**DATA SUPPLIED:**
--------------------------------------------------
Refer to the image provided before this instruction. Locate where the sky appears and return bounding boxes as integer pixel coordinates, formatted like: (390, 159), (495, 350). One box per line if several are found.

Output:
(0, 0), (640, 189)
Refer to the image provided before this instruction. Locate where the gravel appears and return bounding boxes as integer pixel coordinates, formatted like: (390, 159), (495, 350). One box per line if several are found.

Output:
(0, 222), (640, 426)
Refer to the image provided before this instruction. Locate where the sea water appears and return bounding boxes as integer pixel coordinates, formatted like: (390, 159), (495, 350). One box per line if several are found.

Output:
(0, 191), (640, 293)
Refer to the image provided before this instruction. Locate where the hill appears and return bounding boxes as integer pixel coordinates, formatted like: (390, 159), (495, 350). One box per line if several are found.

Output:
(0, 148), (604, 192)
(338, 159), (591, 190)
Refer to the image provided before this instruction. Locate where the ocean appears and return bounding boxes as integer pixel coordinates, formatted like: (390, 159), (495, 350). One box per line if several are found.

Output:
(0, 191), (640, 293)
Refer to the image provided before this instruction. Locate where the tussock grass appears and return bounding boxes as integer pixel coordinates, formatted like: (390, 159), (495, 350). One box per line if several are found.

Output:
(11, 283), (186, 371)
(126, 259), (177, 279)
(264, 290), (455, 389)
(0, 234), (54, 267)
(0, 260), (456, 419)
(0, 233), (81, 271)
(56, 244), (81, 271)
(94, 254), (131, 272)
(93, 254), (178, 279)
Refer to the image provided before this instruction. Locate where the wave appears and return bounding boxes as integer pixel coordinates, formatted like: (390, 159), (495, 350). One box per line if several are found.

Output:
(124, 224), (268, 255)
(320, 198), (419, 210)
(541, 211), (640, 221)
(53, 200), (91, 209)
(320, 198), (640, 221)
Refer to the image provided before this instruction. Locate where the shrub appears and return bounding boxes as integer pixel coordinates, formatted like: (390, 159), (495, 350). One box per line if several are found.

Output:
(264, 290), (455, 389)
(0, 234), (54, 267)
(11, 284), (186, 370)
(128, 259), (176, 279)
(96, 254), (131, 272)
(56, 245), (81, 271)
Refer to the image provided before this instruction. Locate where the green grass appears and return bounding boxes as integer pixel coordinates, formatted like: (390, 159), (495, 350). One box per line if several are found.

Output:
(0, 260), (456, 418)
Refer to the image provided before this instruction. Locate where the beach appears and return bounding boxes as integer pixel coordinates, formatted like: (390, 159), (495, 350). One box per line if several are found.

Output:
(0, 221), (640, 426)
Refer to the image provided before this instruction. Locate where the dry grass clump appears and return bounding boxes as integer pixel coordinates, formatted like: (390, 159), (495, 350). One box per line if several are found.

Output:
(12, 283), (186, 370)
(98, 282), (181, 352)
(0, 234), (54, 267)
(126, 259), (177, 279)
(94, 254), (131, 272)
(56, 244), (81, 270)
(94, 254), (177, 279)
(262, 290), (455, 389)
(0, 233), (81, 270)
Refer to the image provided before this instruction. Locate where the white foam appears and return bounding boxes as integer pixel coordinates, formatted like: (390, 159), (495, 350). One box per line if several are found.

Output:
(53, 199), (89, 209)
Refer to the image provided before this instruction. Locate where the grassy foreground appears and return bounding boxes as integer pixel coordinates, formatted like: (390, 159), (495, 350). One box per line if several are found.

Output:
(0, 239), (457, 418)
--------------------------------------------------
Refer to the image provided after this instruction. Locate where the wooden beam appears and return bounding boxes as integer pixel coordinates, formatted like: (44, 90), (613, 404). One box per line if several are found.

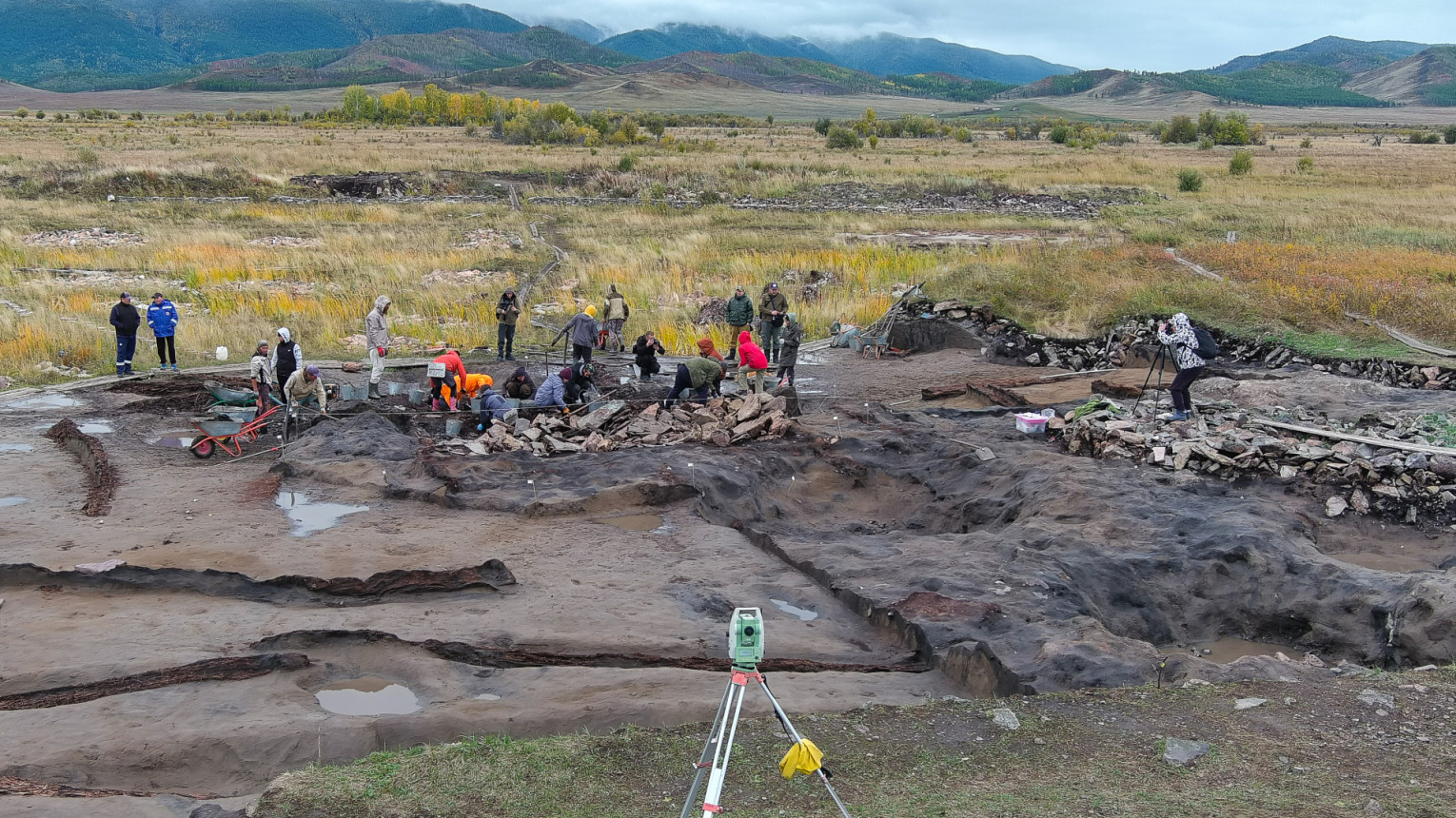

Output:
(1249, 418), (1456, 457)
--------------------------------------------------
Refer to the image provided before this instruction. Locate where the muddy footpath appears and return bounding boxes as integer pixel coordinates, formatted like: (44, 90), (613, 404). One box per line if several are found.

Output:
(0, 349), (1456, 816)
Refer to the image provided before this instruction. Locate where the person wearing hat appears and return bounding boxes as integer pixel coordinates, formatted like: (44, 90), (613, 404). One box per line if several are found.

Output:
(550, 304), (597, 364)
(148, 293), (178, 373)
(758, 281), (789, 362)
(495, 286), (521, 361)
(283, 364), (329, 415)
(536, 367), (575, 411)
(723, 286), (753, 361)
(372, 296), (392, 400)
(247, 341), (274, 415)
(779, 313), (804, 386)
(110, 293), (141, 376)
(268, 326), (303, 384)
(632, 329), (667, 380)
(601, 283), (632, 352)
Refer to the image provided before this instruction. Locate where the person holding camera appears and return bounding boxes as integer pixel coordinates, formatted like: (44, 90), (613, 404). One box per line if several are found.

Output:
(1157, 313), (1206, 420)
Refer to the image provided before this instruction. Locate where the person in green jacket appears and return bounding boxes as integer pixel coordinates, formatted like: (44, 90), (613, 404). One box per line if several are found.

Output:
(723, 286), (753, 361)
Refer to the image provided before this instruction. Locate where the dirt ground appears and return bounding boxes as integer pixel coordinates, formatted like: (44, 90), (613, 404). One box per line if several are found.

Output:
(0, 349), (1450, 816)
--------------------------------------------------
**YOUR OBJECTIVE:** Locate each line of the data above that contains the string "green", treating uppercase and lowercase as different, and copy every such line in full.

**EXERCISE ANSWER:**
Refer to the image provided before this instruction. Locate where the green grass appears and return bounding boxes as integer pixel coordinates, formatted like: (390, 159), (495, 350). One box per line if several are found.
Refer to the image provided before this instruction. Locate where the person in green jacket appears and return bounding boxes as integer pixel coordinates, formatted like: (44, 90), (613, 404). One box per line if several are found.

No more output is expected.